Tim Winton’s seminal novel Cloudstreet begins with the inheritance of a large house, with a covenant that it cannot be sold for twenty years. So begins a decade’s long saga that never questioned the legality of such a condition that potentially comes close to being invalid. While conditional gifts in Wills are not usually contentious, their impact can be significant. This article provides a summary of the present law surrounding conditional gifting in Wills.
What are Conditional Gifts?
As the name suggests a conditional gift is a gift that has some condition attached to it in a Will. The condition can be framed in one of two ways:
- a condition precedent – where an event must occur before the beneficiary can receive the gift; or
- a condition subsequent – where a beneficiary loses a gift they have already received if a later event occurs.
The laws surrounding conditional gifting are entirely based on the common law (judge made law). Over the decades, the Courts have attempted to strike a compromise between the freedom of testation and imposing certain restrictions which, if not adhered to, would find the condition void.
The distinction between a condition precedent and a condition subsequent is important if the condition is held to be void:
- in the case of a condition precedent – If the condition is held to be void then the gift fails entirely;
- in the case of a condition subsequent – if the condition is held to be void, the gift takes effect as an unconditional gift.
Over the years the Courts have seen conditions placed with respect to marriage, relationships, religion and preservation of property.
In 2014, the case of Carolyn Margaret Hicken v Robyn Patricia Carroll & Ors (No 2)  NSWSC 1059 (“Hicken v Carroll”) saw the Supreme Court of New South Wales uphold the validity of conditional gifts that required the children of the deceased to adopt a particular religion prior to becoming entitled to their inheritance. This case presented the New South Wales Supreme Court with the perfect opportunity to lay the groundwork for the common law surrounding condition precedents in Wills.
In this particular case, Patrick Carroll was survived by 4 children when he died. He bequeathed gifts to them in his Will on the following condition:
“subject to and dependent upon them becoming baptised in the Catholic Church within a period of 3 months from the date of my death and such gifts are also subject to and dependent (sic) my children attending my funeral”.
Two conditions were present – (1) the children had to become baptised in a Catholic Church within 3 months of their father’s death and (2) the children were required to attend their father’s funeral.
Each child attended the funeral but was deeply opposed to being baptised in a Catholic Church (they were practicing Jehovah’s Witnesses). After 3 months lapsed, one of the children sought a declaration from the Supreme Court that the conditions were “void and of no effect”.

# Information given:
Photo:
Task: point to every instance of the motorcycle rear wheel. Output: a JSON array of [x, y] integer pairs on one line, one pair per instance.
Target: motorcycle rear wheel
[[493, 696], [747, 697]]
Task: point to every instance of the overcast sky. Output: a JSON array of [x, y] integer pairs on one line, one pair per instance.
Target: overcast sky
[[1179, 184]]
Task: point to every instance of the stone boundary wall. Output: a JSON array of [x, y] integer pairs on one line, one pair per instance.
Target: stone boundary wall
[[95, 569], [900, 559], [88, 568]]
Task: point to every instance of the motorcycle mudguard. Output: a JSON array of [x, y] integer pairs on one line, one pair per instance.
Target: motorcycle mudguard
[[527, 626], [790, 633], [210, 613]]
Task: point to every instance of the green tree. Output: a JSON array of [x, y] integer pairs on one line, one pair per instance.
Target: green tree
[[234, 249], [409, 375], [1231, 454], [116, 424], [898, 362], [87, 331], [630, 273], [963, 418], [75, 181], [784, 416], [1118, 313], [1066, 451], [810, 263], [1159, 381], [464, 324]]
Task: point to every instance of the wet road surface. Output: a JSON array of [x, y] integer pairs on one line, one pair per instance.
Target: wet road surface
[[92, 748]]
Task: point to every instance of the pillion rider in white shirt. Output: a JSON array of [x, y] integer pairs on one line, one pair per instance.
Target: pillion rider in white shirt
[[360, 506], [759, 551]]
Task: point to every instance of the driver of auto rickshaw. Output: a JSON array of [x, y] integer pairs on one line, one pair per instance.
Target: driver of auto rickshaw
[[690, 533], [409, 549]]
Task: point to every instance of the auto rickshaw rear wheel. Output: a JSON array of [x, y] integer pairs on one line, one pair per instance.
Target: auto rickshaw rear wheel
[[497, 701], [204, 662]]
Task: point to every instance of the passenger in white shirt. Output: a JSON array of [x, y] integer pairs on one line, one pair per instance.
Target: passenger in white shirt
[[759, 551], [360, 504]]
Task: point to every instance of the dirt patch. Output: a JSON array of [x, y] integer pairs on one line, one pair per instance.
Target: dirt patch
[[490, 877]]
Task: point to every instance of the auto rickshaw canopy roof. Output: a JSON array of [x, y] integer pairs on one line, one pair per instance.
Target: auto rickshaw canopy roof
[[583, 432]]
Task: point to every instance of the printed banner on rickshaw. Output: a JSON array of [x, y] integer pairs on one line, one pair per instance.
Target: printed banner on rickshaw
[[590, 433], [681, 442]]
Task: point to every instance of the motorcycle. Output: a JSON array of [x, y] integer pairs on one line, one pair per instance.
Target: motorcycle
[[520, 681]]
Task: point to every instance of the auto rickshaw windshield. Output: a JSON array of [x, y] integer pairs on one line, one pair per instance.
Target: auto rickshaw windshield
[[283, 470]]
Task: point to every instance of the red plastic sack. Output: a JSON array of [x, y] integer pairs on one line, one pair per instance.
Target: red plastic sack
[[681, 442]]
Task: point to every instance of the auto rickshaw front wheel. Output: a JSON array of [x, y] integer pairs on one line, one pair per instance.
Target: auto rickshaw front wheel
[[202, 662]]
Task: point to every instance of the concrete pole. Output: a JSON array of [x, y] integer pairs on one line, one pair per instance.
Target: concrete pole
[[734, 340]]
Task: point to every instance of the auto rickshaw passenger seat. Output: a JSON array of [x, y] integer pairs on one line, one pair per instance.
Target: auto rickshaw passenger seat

# Task requirements:
a) What faith did Patrick Carroll's children practice, according to the article on conditional gifts in Wills?
b) Update the records starting at the line containing "Task: point to every instance of the printed" and ending at the end of the records, replacing "concrete" with "steel" and leaving everything else unchanged. Return only those lines.

# Replies:
a) They were practicing Jehovah's Witnesses.

b)
Task: point to every instance of the printed banner on rickshaw. Output: a JSON array of [x, y] integer pairs on one line, one pair per instance.
Target: printed banner on rickshaw
[[590, 433], [681, 442]]
Task: point to every instance of the motorcycle. Output: a JSON array of [x, y] integer pairs on one line, one pair per instance.
Target: motorcycle
[[520, 681]]
Task: point to every instance of the auto rickshaw windshield. Output: a JSON array of [x, y] integer pairs on one line, one pair per instance.
Target: auto rickshaw windshield
[[283, 470]]
Task: point to every instance of the red plastic sack. Output: a JSON array of [x, y] integer pairs on one line, one pair per instance.
Target: red plastic sack
[[681, 442]]
Task: point to every instance of the auto rickshaw front wheel. Output: a JSON array of [x, y] integer pairs on one line, one pair per instance.
Target: auto rickshaw front wheel
[[202, 662]]
Task: point to every instance of the steel pole. Output: a JSON array of [x, y] integer pairs on one line, one pair per instance.
Target: steel pole
[[734, 340]]
Task: point to every instance of the auto rickshaw passenger seat. Output: a JSON array of [x, y] integer pairs on one line, one pair per instance.
Target: auto rickshaw passenger seat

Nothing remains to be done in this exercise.